# Xarray and gridded data

Oceanographical data are often gridded: for example, we may record ocean temperature on a range of latitude and longitude, as well as a range of depth. Such data is inheritly 3-dimensional.

Naively, we may store such data in a 3-dimensional numpy array. However, in doing so we'll lose information about the **coordinates** of the grid, e.g., the value of depth that correspond to index 3. What we need is a higher-dimensional equivalent of pandas, where information about coordinates are stored alongside the data.

The third-party `xarray` module provides such an extension. As an added benefit, `xarray` also provides interface to load and save NETCDF files, a common external file format for gridded data.

To import xarray, run the line below (again, the `as xr` part is optional but standard).

In [1]:
import xarray as xr

## Loading and inspecting netCDF file

For this week's pre-class readings, we will work with a subset of the B-SOSE (Southern Ocean State Estimate) model output. The data is stored in the netCDF file `bsose_monthly_velocities.nc` accessible [here](https://github.com/OCEAN-215-2025/preclass/tree/main/week_07/data/bsose_monthly_velocities.nc).

To load the data, we call the `xr.open_dataset()` function, and assign the result to a variable:

In [2]:
bsose = xr.open_dataset("data/bsose_monthly_velocities.nc")

We can inspect the data using the `display()` function. The output is an interactive html snippet with parts that you can expand or hide:

In [3]:
display(bsose)
--------------------------------------------------
[Directives]
1. Answer these questions about the xarray page, one per line:
(a) Besides adding coordinates to the data, what file format does `xarray` let you load and save?
(b) Which function does the page call to load the data?
(c) What does the abbreviation B-SOSE stand for?
2. In the entries, take the lines from the one containing "reflection of crane" through the end of the entries. Write them out again with "keypoint" replaced by "marker" and all else unchanged.
The text and the entries are unrelated pieces of material.

(Excerpts of pointing data)
--------------------------------------------------
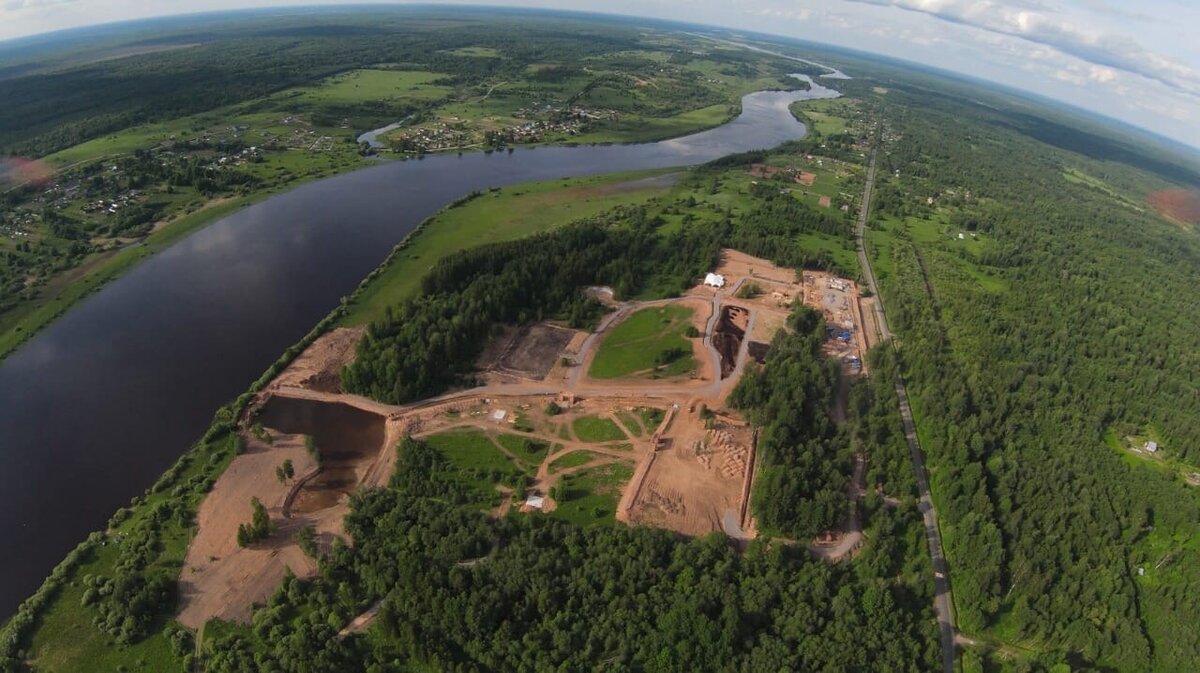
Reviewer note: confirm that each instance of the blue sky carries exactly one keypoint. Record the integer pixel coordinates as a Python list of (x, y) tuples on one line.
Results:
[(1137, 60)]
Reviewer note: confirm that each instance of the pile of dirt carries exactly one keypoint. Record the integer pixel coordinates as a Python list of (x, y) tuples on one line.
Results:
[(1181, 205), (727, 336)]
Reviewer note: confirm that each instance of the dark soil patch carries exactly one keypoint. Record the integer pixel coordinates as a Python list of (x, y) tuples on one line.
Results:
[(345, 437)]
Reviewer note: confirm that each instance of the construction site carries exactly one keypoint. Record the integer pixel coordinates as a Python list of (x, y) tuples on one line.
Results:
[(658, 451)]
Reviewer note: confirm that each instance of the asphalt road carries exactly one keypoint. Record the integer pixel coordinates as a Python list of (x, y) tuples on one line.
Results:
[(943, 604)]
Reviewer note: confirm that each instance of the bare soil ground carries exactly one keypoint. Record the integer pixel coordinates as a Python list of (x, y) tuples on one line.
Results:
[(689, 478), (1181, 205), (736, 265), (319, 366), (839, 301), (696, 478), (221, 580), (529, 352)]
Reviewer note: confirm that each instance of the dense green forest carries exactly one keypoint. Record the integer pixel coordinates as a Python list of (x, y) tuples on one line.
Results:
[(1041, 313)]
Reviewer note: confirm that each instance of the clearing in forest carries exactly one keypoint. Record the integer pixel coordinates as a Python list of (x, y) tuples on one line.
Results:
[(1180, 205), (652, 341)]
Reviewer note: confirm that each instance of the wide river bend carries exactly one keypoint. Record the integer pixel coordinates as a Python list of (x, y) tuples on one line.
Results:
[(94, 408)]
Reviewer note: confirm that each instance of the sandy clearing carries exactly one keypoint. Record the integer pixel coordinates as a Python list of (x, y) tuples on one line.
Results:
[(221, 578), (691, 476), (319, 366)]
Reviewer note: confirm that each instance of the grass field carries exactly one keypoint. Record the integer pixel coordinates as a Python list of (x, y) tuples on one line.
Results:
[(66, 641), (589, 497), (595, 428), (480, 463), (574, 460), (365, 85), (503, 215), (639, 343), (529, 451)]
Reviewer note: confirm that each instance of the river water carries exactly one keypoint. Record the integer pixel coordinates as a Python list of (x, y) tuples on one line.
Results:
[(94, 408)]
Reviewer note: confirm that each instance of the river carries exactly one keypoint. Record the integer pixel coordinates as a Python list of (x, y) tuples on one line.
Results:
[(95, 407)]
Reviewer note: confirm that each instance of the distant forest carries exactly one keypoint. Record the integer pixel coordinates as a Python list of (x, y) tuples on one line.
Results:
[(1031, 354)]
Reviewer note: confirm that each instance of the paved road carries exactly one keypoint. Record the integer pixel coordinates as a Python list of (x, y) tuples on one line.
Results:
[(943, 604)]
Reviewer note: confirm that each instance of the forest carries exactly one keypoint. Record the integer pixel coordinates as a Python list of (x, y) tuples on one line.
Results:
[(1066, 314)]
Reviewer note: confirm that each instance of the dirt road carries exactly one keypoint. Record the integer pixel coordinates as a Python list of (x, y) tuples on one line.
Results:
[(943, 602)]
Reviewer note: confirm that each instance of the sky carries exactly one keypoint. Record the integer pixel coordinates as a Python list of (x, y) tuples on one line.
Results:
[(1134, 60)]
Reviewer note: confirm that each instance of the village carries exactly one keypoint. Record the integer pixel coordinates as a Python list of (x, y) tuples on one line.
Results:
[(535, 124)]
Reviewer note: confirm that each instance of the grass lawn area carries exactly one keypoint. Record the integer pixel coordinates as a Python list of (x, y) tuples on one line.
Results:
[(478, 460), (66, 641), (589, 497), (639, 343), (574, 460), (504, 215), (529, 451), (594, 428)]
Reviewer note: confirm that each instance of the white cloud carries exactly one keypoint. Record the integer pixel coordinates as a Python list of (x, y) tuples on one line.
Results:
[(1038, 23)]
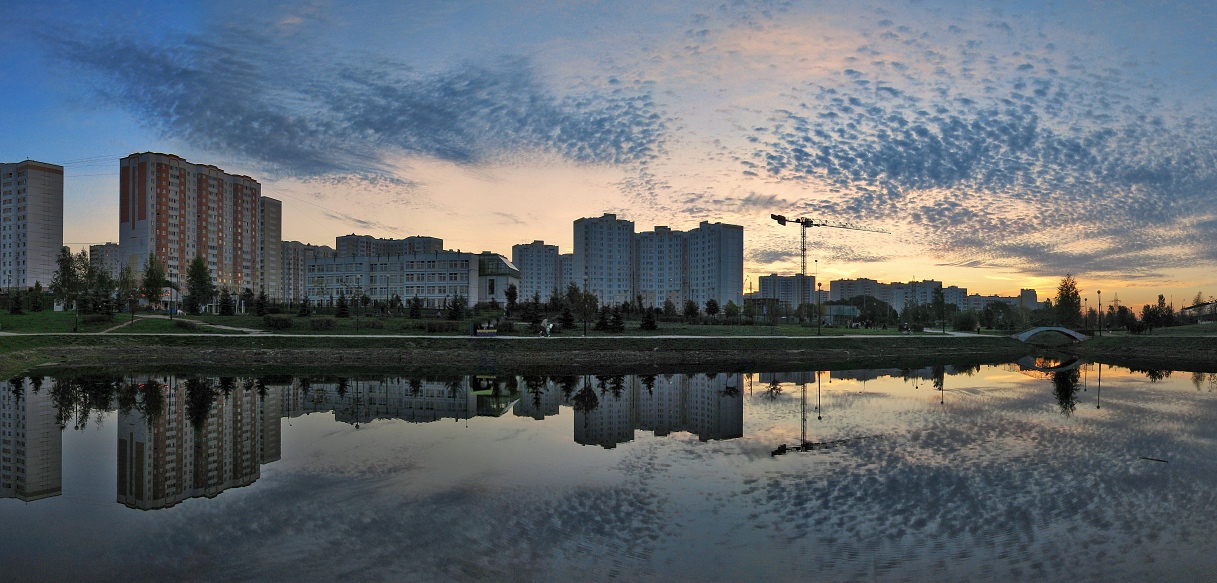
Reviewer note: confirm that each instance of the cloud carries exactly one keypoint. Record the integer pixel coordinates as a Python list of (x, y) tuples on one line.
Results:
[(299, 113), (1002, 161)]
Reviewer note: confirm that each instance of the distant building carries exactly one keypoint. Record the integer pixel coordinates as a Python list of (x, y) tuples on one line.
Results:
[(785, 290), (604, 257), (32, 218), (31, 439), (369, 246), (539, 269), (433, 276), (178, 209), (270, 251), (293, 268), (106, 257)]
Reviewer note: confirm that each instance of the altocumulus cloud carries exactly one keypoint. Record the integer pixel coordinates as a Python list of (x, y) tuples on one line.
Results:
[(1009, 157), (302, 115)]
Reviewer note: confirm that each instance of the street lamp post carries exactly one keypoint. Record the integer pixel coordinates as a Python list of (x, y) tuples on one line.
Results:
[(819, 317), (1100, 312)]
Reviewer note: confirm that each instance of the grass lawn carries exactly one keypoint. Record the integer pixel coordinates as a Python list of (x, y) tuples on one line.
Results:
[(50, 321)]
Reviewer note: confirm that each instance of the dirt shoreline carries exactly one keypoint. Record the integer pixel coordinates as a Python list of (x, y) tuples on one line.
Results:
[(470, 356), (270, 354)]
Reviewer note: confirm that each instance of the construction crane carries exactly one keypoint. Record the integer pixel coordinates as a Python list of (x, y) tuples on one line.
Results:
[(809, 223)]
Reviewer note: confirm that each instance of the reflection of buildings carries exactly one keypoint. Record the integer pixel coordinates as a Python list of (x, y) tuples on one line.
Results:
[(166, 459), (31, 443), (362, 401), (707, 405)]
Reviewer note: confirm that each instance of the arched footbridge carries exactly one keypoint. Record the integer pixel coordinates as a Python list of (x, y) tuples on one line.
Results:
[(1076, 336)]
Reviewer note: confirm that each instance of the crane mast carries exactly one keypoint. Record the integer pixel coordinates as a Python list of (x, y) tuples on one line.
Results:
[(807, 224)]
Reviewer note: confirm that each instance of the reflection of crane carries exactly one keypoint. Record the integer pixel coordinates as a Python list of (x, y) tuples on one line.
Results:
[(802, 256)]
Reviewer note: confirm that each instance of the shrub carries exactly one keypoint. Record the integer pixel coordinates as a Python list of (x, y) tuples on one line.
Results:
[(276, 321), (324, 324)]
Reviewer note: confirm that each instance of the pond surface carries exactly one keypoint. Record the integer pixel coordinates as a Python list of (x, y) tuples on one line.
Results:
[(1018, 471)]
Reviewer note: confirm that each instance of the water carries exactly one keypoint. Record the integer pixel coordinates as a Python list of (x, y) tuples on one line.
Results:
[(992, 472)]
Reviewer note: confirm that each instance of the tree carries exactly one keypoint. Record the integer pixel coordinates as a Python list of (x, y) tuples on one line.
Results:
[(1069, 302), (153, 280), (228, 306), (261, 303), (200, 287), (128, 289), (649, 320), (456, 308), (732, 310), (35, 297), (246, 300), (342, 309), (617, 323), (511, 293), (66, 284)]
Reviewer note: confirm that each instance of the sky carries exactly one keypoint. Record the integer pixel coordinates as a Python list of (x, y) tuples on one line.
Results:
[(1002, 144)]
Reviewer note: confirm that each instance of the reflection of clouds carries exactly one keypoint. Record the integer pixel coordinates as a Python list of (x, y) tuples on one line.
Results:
--------------------------------------------------
[Completed exercise]
1.
(a) NETCDF files
(b) `xr.open_dataset()`
(c) Southern Ocean State Estimate

2.
Reviewer note: confirm that each instance of the reflection of crane carries exactly one marker. Record the integer pixel coordinates as a Python list of (x, y) tuples on one line.
Results:
[(802, 256)]
Reviewer note: confirm that each instance of the shrub carries exactly one marker. Record the integer pixel coordinates as a Python list of (x, y) tuples on one line.
Results:
[(276, 321), (324, 324)]
Reviewer note: confirm that each instance of the pond surface carries exactly one marker. Record the integer pixel coordinates as a Python list of (x, y) tuples on one line.
Results:
[(1018, 471)]
Reviewer note: confirm that each instance of the water carries exactly one marker. Record the integer pixel coordinates as a Python list of (x, y) tuples on one line.
Results:
[(992, 472)]
Reviewer note: confirm that each instance of the tree carries exactly one marker. Record the integer pixel coordinates as a Python list of (x, y) tuples on one line.
Results:
[(1069, 302), (153, 280), (228, 306), (261, 303), (200, 287), (128, 289), (649, 320), (456, 308), (732, 310), (35, 297), (246, 300), (342, 309), (617, 323), (511, 293), (66, 284)]
Reviewer note: confirm that each instance of the sky carries exactly one marker. Record the integer pixel coordinates as a Python list of (x, y) tuples on one line.
Results:
[(1002, 144)]
Reviewer note: confirm that each instance of the reflection of clouds carries exactly one marker. Record the integer pixel coordinates as a Python list of (x, y) tuples on one line.
Results:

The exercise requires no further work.